(What to produce):
Without carrying over a single picture, write out the records below exactly.

(Data listing):

──────

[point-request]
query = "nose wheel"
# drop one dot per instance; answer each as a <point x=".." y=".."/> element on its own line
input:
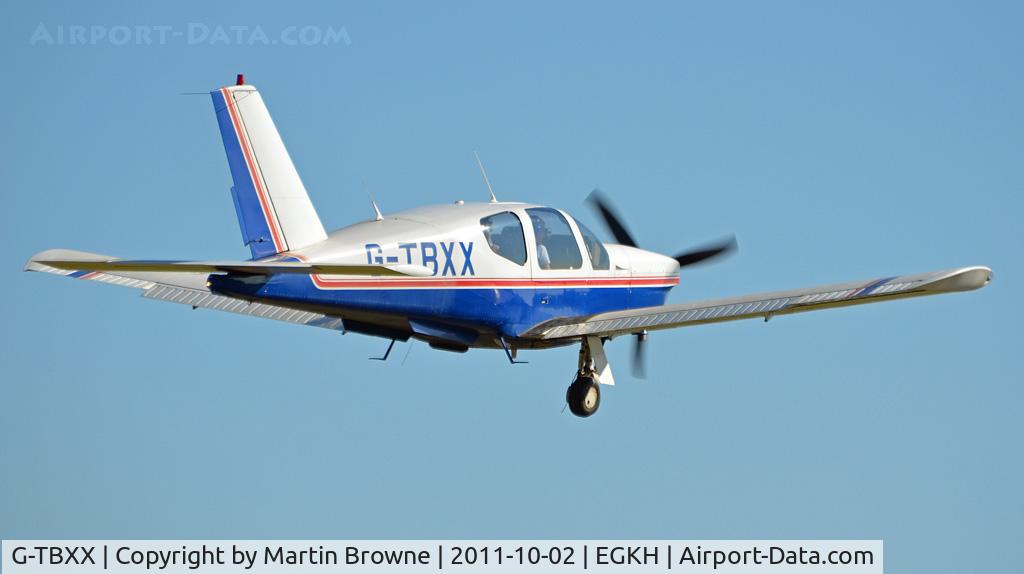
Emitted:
<point x="584" y="396"/>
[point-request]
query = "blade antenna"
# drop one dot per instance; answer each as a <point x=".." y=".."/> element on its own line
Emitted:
<point x="373" y="203"/>
<point x="483" y="172"/>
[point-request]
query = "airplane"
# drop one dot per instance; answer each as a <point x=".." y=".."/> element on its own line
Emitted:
<point x="465" y="275"/>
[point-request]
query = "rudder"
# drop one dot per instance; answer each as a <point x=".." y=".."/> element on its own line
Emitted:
<point x="273" y="209"/>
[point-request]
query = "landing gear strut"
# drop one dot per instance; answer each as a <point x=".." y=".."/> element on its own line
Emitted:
<point x="584" y="395"/>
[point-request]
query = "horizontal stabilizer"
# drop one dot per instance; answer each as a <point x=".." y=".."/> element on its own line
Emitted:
<point x="80" y="261"/>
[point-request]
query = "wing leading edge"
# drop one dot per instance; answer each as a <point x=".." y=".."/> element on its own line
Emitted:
<point x="763" y="305"/>
<point x="80" y="261"/>
<point x="185" y="288"/>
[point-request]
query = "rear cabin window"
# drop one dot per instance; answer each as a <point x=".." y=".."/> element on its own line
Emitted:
<point x="556" y="247"/>
<point x="598" y="255"/>
<point x="504" y="234"/>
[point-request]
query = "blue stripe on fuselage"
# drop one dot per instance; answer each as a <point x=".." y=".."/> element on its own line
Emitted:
<point x="510" y="311"/>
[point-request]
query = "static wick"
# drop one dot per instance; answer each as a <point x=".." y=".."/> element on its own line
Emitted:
<point x="483" y="172"/>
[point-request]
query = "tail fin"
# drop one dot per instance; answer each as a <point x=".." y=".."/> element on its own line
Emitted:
<point x="272" y="206"/>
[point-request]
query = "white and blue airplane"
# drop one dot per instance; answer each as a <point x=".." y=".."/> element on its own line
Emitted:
<point x="495" y="275"/>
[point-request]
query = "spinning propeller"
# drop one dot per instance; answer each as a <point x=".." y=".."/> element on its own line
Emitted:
<point x="691" y="257"/>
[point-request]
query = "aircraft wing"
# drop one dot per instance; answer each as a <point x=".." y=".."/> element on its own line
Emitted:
<point x="186" y="288"/>
<point x="80" y="261"/>
<point x="763" y="305"/>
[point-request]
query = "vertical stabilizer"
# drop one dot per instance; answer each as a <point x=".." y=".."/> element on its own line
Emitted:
<point x="274" y="212"/>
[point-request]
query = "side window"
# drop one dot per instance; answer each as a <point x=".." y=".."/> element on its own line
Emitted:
<point x="598" y="255"/>
<point x="504" y="234"/>
<point x="556" y="247"/>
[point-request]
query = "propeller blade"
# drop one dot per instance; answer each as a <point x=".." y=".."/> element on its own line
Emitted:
<point x="611" y="219"/>
<point x="709" y="252"/>
<point x="639" y="355"/>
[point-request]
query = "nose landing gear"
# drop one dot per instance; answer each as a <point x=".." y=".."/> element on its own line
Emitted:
<point x="584" y="396"/>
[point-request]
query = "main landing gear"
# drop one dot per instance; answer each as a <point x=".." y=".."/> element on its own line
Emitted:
<point x="584" y="395"/>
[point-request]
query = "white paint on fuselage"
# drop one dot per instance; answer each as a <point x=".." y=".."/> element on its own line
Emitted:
<point x="458" y="227"/>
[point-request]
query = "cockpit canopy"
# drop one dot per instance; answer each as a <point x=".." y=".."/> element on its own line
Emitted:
<point x="556" y="245"/>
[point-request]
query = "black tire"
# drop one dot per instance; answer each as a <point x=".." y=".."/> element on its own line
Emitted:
<point x="584" y="397"/>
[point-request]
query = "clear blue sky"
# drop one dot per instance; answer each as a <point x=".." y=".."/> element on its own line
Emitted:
<point x="838" y="140"/>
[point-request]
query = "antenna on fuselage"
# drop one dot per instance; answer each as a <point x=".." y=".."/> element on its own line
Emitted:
<point x="373" y="203"/>
<point x="483" y="172"/>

──────

(Exercise answer):
[point-request]
query = "nose wheel"
# drop one dot per instance; answer each as a <point x=".." y=".."/> element on its own line
input:
Emitted:
<point x="584" y="396"/>
[point-request]
query = "blade antenna"
# drop one dot per instance; answer each as a <point x=".." y=".."/> element on its own line
Emitted:
<point x="373" y="203"/>
<point x="483" y="172"/>
[point-request]
query = "airplane"
# drop one dot per instance; answer each as a <point x=".." y=".."/> element on its own line
Emitted:
<point x="465" y="275"/>
[point-request]
query = "rudder"
# drop one dot per instance; answer each as a <point x=".." y=".."/> element on its own line
Emitted:
<point x="273" y="209"/>
[point-request]
query = "landing gear strut"
# drop one dot per instance; answer each as a <point x=".." y=".."/> element on its own line
Emitted:
<point x="584" y="395"/>
[point-request]
query = "horizontal stabilizer"
# drop one dot per instance; answer each as a <point x=".." y=".."/> element on its own line
Emitted:
<point x="80" y="261"/>
[point-request]
query = "wing leading edge"
# drop one dot per instance; answer each as a <point x=".." y=".."/> element on its own line
Emitted:
<point x="763" y="305"/>
<point x="80" y="261"/>
<point x="185" y="288"/>
[point-request]
query = "rear cabin window"
# drop one dot per instance; answer each as a <point x=".." y=".."/> element on its own line
Emitted:
<point x="556" y="247"/>
<point x="598" y="255"/>
<point x="504" y="234"/>
[point-request]
query = "blue stripe on fuselage"
# drop one dot per instance; answer each as a <point x=".." y=".."/> element on its own line
Emitted:
<point x="510" y="311"/>
[point-request]
query = "static wick"
# drop one dot per instance; answer each as a <point x=".." y=".."/> element on its own line
Emitted:
<point x="483" y="172"/>
[point-request]
query = "tail fin"
# drop one dot per instance; answer each as a <point x=".." y=".."/> element on its own line
Emitted:
<point x="272" y="206"/>
[point-request]
query = "white and blue airplane"
# drop one dot per instance; answer each as a <point x=".." y=".."/> element on its own line
Emitted:
<point x="495" y="275"/>
[point-request]
query = "spinning propeller"
# drop one dot per instance; answer each as a <point x=".." y=".."/> element on its own line
Emitted:
<point x="691" y="257"/>
[point-request]
query = "aircraft wing"
# drop one dot per instance; answer each as a <point x=".." y=".."/> element on its own line
Emitted:
<point x="186" y="288"/>
<point x="80" y="261"/>
<point x="763" y="305"/>
[point-request]
query = "vertical stabilizer"
# drop one dot per instance; answer each as a <point x=".." y=".."/> element on its own line
Emitted:
<point x="274" y="212"/>
[point-request]
query = "side window"
# drop one dot per instance; answer each as a <point x=".." y=".."/> element on its own line
Emitted:
<point x="598" y="255"/>
<point x="504" y="234"/>
<point x="556" y="247"/>
[point-request]
query = "propeller blade"
# drop one dot per instance; answer each as a <point x=".." y=".."/> element on its own line
Emitted:
<point x="611" y="219"/>
<point x="709" y="252"/>
<point x="639" y="355"/>
[point-request]
query = "nose landing gear"
# drop one dot per instance; answer each as a <point x=".." y=".."/> element on its own line
Emitted:
<point x="584" y="396"/>
[point-request]
query = "main landing gear"
# drop one dot per instance; answer each as a <point x=".." y=".."/> element on its own line
Emitted:
<point x="584" y="395"/>
[point-request]
query = "white paint on fuselage"
# drop one dot per instance; answer each as a <point x=".." y=".."/> element on its own line
Emitted:
<point x="458" y="227"/>
[point-request]
query = "cockpit canopy"
# drop one dot per instance; answer each as a <point x=".." y=".."/> element on its own line
Emitted:
<point x="556" y="245"/>
[point-request]
query = "black tire"
# drop one dot per instance; answer each as a <point x=".." y=".."/> element on its own line
Emitted:
<point x="584" y="397"/>
[point-request]
query = "clear blue sky"
# drop one dot per instance; answer each as a <point x=".." y=".."/> element on its own line
Emitted:
<point x="838" y="140"/>
[point-request]
query = "antenna on fuselage"
# drop one dot per instance; answer each as a <point x=".." y=".."/> element on its own line
Emitted:
<point x="373" y="203"/>
<point x="483" y="172"/>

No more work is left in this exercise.